* Start TASK INPUT *
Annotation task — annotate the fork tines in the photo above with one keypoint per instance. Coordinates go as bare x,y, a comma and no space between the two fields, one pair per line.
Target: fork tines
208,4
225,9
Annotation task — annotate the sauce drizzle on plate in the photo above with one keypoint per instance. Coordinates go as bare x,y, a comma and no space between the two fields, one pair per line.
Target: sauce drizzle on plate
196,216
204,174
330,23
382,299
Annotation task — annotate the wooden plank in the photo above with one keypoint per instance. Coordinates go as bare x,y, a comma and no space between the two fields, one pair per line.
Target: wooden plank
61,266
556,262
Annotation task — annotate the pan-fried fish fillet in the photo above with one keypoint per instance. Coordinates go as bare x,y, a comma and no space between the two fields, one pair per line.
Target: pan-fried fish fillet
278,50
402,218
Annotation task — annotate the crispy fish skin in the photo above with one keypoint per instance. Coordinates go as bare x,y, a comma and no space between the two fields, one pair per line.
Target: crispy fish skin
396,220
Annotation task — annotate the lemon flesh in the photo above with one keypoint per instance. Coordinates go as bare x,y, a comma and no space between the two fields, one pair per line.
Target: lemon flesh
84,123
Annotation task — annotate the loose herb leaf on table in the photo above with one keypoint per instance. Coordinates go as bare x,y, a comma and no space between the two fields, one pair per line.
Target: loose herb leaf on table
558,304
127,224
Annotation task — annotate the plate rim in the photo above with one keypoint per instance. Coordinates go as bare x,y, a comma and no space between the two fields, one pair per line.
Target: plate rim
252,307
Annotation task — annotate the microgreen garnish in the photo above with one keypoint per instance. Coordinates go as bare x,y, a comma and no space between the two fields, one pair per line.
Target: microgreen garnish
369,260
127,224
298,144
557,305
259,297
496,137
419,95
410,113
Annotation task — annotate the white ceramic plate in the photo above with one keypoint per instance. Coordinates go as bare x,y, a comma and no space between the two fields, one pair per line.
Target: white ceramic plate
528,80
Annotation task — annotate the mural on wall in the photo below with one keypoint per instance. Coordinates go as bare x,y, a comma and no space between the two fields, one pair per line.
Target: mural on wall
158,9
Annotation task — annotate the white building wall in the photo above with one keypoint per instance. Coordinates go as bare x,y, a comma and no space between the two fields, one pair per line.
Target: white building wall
* End TASK INPUT *
| EXERCISE INSTRUCTIONS |
Turn every one of the lines above into a numbered list, dropping any blank lines.

| TASK SOLUTION |
1. Annotation task — annotate the fork tines in the photo above with one keypoint per instance. Coordinates go as bare x,y, a comma and no space between the two fields, one pair per line.
2. Target: fork tines
3. 208,4
4. 225,9
5. Annotation task — annotate the sauce drizzle on plate in the photo above with one keypoint per instance. Coordinates go as bare x,y, a comma and no space between the two fields, one pair per line.
6. Target: sauce drizzle on plate
7. 196,216
8. 204,174
9. 330,23
10. 382,299
11. Annotation task — annotate the wooden plank in the photo above with one keypoint per instance. Coordinates go as bare x,y, a comma and no space between the two fields, one pair per line.
12. Target: wooden plank
13. 61,266
14. 556,262
15. Annotation task — annotate the pan-fried fish fillet in the photo above with one keypoint per instance. Coordinates go as bare x,y, a comma and no space between the two fields, one pair per line.
16. Target: pan-fried fish fillet
17. 278,50
18. 402,218
19. Annotation task — annotate the crispy fish skin in the photo above with one keypoint per instance. Coordinates go as bare x,y, a comma and no space between the two fields, one pair per line.
20. Target: crispy fish skin
21. 396,220
22. Annotation task — annotate the lemon flesh in the photo above with one keypoint per instance. Coordinates go as bare x,y, a comma and no space between the two fields, one pair per line.
23. Target: lemon flesh
24. 84,123
25. Annotation task — annotate the loose herb leaf on table in the photo above with one keypoint per instance. Coordinates go as bare x,y, a comma and no space between the two fields, one pair per line.
26. Target: loose herb leaf on table
27. 558,304
28. 127,224
29. Annotation task — annotate the plate rim in the photo above with one keypoint per instance. Coordinates go as bare x,y, a comma and no space between the two fields, one pair per line.
30. Target: plate rim
31. 252,307
32. Annotation task — annotate the microgreen garnish in the photo above with one keypoint per instance. Coordinates go as bare x,y, a comma and no space between the two fields, one pair per line.
33. Target: microgreen garnish
34. 369,260
35. 127,224
36. 298,144
37. 557,305
38. 259,297
39. 496,137
40. 419,95
41. 410,113
42. Annotation task — annotate the white ceramic plate in the photo above with one keypoint per instance. Coordinates go as bare x,y, a comma and no space between the two fields, one pair per line.
43. Target: white ceramic plate
44. 528,80
45. Annotation task — annotate the mural on wall in the photo below with one keypoint per instance. Coordinates go as bare x,y, a comma and no space between the two fields, one pair per line.
46. Target: mural on wall
47. 158,9
48. Annotation task — annotate the white building wall in the photo above with one keypoint per instance. Coordinates go as bare x,y, a comma and no space between the two fields, one pair per line.
49. Target: white building wall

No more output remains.